Referring expression pointing data
▬▬▬
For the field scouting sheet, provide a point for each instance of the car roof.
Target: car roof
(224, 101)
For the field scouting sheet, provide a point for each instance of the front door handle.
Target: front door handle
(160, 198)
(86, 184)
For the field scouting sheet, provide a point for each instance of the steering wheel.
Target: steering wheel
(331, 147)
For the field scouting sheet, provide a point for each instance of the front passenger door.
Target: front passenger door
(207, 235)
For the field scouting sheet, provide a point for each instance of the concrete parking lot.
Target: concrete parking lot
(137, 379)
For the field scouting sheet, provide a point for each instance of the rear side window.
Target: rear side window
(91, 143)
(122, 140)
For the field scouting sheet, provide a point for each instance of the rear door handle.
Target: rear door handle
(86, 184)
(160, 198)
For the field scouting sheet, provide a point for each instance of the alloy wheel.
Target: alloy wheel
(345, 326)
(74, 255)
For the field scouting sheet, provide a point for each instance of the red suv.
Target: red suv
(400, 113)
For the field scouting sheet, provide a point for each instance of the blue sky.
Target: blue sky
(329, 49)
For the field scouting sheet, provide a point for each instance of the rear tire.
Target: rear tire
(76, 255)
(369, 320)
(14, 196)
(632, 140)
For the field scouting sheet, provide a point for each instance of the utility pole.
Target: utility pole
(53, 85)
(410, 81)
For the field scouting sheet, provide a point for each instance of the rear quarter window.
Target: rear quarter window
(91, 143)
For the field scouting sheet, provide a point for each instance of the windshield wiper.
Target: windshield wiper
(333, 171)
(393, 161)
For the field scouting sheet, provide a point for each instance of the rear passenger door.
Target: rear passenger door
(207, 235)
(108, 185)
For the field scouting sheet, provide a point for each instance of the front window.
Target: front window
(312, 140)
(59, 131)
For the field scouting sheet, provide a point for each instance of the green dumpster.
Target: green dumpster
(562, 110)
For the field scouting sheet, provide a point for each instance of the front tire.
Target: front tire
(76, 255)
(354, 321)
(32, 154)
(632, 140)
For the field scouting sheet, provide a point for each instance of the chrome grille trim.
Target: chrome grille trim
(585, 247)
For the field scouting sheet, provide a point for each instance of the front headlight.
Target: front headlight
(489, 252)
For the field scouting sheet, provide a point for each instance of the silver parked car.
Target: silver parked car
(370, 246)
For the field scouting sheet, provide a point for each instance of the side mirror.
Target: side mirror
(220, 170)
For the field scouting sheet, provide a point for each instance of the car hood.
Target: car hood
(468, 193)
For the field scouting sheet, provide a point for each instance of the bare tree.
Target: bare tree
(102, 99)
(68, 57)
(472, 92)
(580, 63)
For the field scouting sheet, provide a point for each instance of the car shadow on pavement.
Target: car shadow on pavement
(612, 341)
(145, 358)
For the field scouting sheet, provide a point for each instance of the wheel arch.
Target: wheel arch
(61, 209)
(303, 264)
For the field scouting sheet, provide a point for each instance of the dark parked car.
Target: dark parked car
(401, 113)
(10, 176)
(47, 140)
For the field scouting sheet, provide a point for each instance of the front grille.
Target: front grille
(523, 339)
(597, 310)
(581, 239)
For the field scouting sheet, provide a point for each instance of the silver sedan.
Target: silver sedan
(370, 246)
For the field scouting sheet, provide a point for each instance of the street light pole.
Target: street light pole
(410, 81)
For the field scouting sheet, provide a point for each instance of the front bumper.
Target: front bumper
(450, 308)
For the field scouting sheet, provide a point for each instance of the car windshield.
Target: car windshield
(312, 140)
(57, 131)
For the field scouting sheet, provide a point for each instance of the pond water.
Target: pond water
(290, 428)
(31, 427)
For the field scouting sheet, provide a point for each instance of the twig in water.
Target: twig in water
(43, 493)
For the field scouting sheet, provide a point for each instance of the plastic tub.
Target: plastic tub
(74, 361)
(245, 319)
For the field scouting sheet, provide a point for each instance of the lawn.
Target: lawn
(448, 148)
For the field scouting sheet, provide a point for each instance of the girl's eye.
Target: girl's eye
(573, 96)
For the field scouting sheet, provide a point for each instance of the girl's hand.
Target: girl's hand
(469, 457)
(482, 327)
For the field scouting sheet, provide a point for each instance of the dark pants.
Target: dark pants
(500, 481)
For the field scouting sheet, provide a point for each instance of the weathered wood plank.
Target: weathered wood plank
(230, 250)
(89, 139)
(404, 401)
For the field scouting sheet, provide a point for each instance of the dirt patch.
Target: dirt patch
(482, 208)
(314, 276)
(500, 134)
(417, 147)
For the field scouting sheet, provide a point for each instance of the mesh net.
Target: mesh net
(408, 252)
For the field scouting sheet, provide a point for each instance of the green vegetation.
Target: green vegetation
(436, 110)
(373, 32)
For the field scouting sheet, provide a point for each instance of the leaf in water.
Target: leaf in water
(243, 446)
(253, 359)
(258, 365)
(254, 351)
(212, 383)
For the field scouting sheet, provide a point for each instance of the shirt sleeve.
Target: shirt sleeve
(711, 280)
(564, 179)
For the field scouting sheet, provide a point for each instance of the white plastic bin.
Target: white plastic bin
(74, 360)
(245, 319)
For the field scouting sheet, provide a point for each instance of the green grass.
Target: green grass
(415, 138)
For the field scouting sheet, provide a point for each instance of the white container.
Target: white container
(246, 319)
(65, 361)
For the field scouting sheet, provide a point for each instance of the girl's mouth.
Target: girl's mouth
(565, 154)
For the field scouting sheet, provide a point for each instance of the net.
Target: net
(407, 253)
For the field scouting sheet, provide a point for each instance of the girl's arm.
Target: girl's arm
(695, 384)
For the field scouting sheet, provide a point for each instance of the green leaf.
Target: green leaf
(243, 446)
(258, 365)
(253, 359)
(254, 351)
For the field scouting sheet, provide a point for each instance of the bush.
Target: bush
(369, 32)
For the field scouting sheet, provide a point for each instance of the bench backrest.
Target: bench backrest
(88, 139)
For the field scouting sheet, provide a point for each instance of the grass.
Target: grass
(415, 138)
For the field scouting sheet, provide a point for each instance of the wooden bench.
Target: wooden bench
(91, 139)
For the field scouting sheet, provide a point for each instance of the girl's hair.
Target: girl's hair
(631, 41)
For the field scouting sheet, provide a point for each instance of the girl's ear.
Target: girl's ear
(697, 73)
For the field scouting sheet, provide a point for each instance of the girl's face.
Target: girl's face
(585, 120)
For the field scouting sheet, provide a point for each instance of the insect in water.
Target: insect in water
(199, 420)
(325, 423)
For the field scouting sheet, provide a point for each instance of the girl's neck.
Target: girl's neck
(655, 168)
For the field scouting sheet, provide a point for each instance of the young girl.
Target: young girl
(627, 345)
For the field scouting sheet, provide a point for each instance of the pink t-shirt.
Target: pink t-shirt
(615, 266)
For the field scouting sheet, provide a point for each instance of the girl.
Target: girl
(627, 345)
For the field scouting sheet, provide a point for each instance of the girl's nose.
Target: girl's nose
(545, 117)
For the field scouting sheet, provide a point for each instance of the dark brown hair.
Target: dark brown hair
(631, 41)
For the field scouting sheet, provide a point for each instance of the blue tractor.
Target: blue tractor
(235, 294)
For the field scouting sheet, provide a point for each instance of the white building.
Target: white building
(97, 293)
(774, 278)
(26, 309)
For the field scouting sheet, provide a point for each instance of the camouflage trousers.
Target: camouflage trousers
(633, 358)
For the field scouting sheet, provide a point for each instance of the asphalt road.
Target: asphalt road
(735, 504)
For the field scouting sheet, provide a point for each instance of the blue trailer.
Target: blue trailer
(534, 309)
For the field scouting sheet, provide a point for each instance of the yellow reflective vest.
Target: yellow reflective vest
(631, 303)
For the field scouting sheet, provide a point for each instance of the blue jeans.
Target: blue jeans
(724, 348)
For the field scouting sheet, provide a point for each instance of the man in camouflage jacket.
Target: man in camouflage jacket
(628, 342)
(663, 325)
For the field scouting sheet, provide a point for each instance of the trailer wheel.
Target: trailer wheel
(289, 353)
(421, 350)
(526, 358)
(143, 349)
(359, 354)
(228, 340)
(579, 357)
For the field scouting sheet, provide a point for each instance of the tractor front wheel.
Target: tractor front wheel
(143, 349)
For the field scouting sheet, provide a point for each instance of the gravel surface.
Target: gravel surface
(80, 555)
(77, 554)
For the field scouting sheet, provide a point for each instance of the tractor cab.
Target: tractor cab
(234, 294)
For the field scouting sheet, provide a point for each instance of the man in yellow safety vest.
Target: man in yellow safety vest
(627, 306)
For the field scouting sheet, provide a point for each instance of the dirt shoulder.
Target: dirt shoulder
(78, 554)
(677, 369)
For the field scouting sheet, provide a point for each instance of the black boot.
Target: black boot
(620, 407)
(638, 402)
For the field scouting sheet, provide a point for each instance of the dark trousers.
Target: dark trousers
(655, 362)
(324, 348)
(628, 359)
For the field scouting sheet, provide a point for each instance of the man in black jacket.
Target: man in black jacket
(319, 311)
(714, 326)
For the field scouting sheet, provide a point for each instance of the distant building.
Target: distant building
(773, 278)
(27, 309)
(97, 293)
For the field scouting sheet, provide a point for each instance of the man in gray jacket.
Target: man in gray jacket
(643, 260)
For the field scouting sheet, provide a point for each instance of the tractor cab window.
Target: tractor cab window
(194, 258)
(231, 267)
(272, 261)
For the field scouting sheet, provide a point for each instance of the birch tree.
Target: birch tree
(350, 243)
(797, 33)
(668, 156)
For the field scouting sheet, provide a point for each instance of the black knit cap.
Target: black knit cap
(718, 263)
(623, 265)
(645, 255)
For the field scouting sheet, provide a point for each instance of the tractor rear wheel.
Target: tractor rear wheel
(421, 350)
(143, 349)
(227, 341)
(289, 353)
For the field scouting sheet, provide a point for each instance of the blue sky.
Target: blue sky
▬▬▬
● WHAT IS BEING ASKED
Could you print, word for word, the line containing "Target: distant building" and every line after it through the end of the records, and nothing else?

● EXERCISE OUTPUT
Target: distant building
(773, 278)
(27, 309)
(97, 293)
For the field scouting sheet, provide a point for each instance of the man in gray jacket.
Target: man in gray jacket
(643, 260)
For the field scouting sheet, provide a point for each instance of the tractor cab window.
Target: tractor cab window
(194, 258)
(231, 267)
(272, 261)
For the field scouting sheet, provide a point for each instance of the birch tree.
Target: birch tree
(350, 243)
(797, 33)
(668, 156)
For the field scouting sheet, provide a point for each instance of the black knit cap.
Target: black knit cap
(718, 263)
(623, 265)
(645, 255)
For the field scouting sheet, provide a point for each instance of the tractor rear wheel.
Target: tractor rear wheel
(421, 350)
(143, 349)
(227, 341)
(289, 353)
For the field scouting sheet, provide a point for each instance of the blue sky.
Target: blue sky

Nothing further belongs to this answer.